● **WORK INSTRUCTIONS**
Please restate each line of the material word for word and omit any pictures.

● **SOURCE DATA**
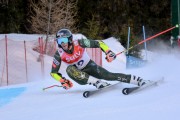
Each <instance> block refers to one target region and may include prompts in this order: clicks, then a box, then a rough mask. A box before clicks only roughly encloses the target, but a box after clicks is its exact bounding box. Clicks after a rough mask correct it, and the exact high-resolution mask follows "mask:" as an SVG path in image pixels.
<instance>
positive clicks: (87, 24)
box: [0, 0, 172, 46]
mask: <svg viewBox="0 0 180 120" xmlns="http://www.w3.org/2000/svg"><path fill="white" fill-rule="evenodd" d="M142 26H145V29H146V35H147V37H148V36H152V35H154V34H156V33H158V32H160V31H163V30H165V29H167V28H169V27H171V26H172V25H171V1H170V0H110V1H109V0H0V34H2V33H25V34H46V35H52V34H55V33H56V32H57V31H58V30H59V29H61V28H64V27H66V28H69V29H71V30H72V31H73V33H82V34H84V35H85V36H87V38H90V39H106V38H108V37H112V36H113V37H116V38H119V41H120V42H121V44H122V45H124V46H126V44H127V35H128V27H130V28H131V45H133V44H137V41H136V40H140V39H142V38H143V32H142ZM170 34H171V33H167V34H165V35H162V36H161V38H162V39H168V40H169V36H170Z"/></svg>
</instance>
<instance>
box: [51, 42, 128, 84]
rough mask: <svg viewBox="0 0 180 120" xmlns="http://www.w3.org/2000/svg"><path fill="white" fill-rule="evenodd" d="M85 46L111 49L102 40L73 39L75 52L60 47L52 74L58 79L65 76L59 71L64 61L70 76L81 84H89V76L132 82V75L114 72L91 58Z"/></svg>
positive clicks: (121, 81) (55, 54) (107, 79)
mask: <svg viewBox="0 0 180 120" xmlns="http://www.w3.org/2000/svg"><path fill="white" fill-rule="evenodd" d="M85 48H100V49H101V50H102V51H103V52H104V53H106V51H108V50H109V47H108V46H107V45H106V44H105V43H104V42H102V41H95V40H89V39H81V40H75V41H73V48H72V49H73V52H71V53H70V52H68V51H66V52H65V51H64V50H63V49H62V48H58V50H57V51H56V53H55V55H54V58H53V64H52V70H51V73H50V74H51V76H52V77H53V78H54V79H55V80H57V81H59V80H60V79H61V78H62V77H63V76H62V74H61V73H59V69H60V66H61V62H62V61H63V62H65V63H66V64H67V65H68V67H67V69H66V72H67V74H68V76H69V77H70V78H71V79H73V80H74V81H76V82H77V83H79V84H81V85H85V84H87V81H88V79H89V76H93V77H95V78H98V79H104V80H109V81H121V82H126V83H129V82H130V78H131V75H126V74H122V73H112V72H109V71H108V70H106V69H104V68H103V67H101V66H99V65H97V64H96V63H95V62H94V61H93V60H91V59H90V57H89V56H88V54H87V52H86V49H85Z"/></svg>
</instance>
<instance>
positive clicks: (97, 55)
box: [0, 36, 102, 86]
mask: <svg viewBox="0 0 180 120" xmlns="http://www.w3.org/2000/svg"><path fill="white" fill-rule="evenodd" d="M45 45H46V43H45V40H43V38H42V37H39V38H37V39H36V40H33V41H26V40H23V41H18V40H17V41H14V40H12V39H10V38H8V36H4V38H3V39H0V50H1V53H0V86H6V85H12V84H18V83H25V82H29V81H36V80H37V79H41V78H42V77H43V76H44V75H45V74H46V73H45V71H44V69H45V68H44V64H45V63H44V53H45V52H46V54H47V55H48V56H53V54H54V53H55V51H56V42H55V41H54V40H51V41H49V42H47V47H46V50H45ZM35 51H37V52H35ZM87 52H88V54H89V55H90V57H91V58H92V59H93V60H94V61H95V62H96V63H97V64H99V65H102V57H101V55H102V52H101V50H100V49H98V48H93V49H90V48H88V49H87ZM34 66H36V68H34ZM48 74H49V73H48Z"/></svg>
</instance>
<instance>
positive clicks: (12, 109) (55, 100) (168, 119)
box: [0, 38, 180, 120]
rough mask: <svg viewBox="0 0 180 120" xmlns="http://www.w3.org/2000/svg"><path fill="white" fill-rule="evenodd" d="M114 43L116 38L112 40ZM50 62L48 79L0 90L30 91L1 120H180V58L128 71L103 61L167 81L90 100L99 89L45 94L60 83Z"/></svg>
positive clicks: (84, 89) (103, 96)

● **EXPECTED OUTPUT**
Each <instance> block refers to one target region and may include prompts in this order: clicks, then a box, then a rough mask. A box before clicks only roughly encloses the target, but a box after clicks is its exact bounding box. Clicks after a rough mask correct it, and the exact high-resolution mask follows "mask:" as an SVG path in image pixels.
<instance>
positive clicks: (87, 24)
box: [0, 0, 172, 46]
mask: <svg viewBox="0 0 180 120" xmlns="http://www.w3.org/2000/svg"><path fill="white" fill-rule="evenodd" d="M142 26H145V29H146V35H147V37H148V36H152V35H154V34H156V33H158V32H160V31H163V30H165V29H167V28H169V27H171V26H172V25H171V1H170V0H110V1H109V0H0V34H2V33H25V34H46V35H52V34H55V33H56V32H57V31H58V30H59V29H61V28H64V27H66V28H69V29H71V30H72V31H73V33H82V34H84V35H85V36H87V38H90V39H106V38H108V37H112V36H113V37H116V38H119V41H120V42H121V44H122V45H124V46H126V44H127V35H128V27H130V28H131V45H133V44H137V41H136V40H140V39H142V38H143V32H142ZM170 34H171V33H167V34H165V35H162V36H161V38H162V39H168V40H169V36H170Z"/></svg>
</instance>
<instance>
box: [51, 42, 128, 84]
rough mask: <svg viewBox="0 0 180 120" xmlns="http://www.w3.org/2000/svg"><path fill="white" fill-rule="evenodd" d="M85 46L111 49L102 40L73 39L75 52L60 47L52 74L58 79L65 76L59 71L64 61L70 76L81 84H89V76L132 82V75L114 72L91 58Z"/></svg>
positive clicks: (121, 81) (55, 54) (107, 79)
mask: <svg viewBox="0 0 180 120" xmlns="http://www.w3.org/2000/svg"><path fill="white" fill-rule="evenodd" d="M85 48H100V49H101V50H102V51H103V52H104V53H106V51H108V50H109V47H108V46H107V45H106V44H105V43H104V42H102V41H95V40H89V39H81V40H75V41H73V48H72V49H73V52H71V53H70V52H68V51H66V52H65V51H64V50H63V49H62V48H58V50H57V51H56V53H55V55H54V58H53V64H52V70H51V73H50V74H51V76H52V77H53V78H54V79H55V80H57V81H59V80H60V79H61V78H62V77H63V76H62V74H61V73H59V69H60V66H61V62H62V61H63V62H65V63H66V64H67V65H68V67H67V69H66V72H67V74H68V76H69V77H70V78H71V79H73V80H74V81H76V82H77V83H79V84H81V85H85V84H87V81H88V79H89V76H93V77H95V78H98V79H104V80H109V81H121V82H126V83H129V82H130V78H131V75H126V74H122V73H112V72H109V71H108V70H106V69H104V68H103V67H101V66H99V65H97V64H96V63H95V62H94V61H93V60H91V59H90V57H89V56H88V54H87V52H86V49H85Z"/></svg>
</instance>
<instance>
positive clicks: (97, 55)
box: [0, 36, 102, 86]
mask: <svg viewBox="0 0 180 120" xmlns="http://www.w3.org/2000/svg"><path fill="white" fill-rule="evenodd" d="M45 45H46V43H45V40H43V38H42V37H39V38H37V39H36V40H33V41H26V40H23V41H18V40H17V41H14V40H12V39H10V38H8V36H4V38H3V39H0V50H1V53H0V86H6V85H12V84H18V83H25V82H29V81H36V80H37V79H41V78H42V77H43V76H44V75H45V74H46V73H45V71H44V69H45V68H44V64H45V63H44V53H45V52H46V54H47V55H48V56H53V54H54V53H55V51H56V42H55V41H54V40H51V41H49V42H47V47H46V50H45ZM35 51H37V52H35ZM87 52H88V54H89V55H90V57H91V58H92V59H93V60H94V61H95V62H96V63H97V64H99V65H102V57H101V55H102V52H101V50H100V49H98V48H93V49H90V48H88V49H87ZM34 66H36V68H34ZM48 74H49V73H48Z"/></svg>
</instance>
<instance>
positive clicks: (12, 109) (55, 100) (168, 119)
box: [0, 38, 180, 120]
rough mask: <svg viewBox="0 0 180 120" xmlns="http://www.w3.org/2000/svg"><path fill="white" fill-rule="evenodd" d="M114 43L116 38L112 40ZM50 62L48 79L0 90L30 91L1 120H180V58L128 71L103 61L167 81L90 100L99 89L45 94L60 83Z"/></svg>
positive clicks: (84, 89) (103, 96)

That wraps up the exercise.